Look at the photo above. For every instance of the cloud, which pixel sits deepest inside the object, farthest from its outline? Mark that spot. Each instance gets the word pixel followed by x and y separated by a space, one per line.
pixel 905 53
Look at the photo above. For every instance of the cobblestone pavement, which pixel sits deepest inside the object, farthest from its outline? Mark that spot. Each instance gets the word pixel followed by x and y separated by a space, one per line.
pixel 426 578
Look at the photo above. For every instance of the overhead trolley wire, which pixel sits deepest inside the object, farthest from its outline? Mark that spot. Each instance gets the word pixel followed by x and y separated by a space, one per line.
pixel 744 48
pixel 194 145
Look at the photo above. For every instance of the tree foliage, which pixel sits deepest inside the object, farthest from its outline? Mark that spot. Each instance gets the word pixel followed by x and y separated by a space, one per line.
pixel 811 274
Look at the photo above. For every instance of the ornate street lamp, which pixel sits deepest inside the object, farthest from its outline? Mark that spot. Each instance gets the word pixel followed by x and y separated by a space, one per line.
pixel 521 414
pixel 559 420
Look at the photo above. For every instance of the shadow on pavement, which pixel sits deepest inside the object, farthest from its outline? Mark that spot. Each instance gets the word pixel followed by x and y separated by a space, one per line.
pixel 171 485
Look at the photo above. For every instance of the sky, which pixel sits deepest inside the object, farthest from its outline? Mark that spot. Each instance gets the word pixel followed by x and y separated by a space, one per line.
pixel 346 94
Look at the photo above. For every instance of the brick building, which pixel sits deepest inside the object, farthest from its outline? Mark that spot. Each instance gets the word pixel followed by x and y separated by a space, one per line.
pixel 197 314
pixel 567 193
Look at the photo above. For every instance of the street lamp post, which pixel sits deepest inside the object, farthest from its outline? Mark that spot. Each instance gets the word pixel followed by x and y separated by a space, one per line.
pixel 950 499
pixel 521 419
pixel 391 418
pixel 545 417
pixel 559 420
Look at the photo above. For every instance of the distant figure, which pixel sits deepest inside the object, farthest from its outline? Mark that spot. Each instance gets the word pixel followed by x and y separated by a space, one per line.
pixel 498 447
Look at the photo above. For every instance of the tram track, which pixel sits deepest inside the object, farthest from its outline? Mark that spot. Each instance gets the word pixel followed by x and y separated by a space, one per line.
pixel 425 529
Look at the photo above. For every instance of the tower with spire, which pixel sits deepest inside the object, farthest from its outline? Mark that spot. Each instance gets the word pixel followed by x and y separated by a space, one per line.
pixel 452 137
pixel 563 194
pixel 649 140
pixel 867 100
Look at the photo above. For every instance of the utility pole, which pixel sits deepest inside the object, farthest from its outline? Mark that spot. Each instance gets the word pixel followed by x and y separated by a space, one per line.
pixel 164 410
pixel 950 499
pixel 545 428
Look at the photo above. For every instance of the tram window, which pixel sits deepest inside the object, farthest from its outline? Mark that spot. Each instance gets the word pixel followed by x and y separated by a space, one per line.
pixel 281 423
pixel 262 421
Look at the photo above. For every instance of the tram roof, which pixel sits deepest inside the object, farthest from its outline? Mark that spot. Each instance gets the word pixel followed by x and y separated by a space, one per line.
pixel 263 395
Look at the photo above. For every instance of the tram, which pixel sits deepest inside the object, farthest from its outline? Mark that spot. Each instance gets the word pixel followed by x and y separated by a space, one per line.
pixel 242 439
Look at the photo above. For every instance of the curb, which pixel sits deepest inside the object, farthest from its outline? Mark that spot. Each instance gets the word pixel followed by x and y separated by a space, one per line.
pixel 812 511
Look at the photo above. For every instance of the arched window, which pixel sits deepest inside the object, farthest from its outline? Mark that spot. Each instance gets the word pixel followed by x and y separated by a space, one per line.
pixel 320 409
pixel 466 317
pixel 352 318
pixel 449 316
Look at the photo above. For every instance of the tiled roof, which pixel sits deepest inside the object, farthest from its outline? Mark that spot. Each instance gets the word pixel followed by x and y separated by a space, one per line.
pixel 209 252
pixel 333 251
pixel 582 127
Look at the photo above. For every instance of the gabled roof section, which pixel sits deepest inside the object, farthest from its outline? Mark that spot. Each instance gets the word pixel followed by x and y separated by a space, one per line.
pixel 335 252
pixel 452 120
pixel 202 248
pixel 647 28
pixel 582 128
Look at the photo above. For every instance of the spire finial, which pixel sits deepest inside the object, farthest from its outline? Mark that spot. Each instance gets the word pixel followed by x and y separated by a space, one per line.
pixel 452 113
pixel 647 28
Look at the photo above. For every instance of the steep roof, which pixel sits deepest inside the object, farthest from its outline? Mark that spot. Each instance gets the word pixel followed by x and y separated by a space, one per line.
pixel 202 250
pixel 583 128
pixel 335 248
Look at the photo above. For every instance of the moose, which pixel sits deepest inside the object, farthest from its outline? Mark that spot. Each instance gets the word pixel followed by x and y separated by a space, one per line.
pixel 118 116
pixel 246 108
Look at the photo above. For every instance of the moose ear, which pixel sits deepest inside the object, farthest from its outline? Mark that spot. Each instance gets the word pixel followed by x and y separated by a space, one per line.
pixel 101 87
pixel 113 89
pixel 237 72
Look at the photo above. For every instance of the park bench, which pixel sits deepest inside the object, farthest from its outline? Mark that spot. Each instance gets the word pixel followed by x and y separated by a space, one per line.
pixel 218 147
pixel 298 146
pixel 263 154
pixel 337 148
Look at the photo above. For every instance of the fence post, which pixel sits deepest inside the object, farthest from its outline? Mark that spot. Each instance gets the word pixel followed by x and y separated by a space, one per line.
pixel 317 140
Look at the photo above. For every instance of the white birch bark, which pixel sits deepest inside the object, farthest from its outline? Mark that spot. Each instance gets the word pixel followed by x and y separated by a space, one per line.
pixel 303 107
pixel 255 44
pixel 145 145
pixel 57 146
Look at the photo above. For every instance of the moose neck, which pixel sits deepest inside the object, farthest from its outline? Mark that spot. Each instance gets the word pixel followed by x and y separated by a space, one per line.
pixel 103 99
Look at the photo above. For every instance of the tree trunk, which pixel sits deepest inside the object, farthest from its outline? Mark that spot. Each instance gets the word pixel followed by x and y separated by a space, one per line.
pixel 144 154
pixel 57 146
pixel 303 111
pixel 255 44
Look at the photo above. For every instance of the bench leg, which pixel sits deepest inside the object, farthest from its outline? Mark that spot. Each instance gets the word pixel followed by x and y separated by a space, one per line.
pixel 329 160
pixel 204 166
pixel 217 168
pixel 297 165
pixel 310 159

» **WHAT YOU NEED TO DO**
Please reproduce word for word the lines of the records above, starting with the line that contains "tram roof, which" and going on through the line that contains "pixel 263 395", and nothing else.

» **SOLUTION TO THIS EXERCISE**
Look at the photo above. For every instance of the tram roof, which pixel sits deepest inside the object, farthest from its outline? Mark that spot. Each instance gets the word pixel followed by x and y separated by a space, one per line.
pixel 263 395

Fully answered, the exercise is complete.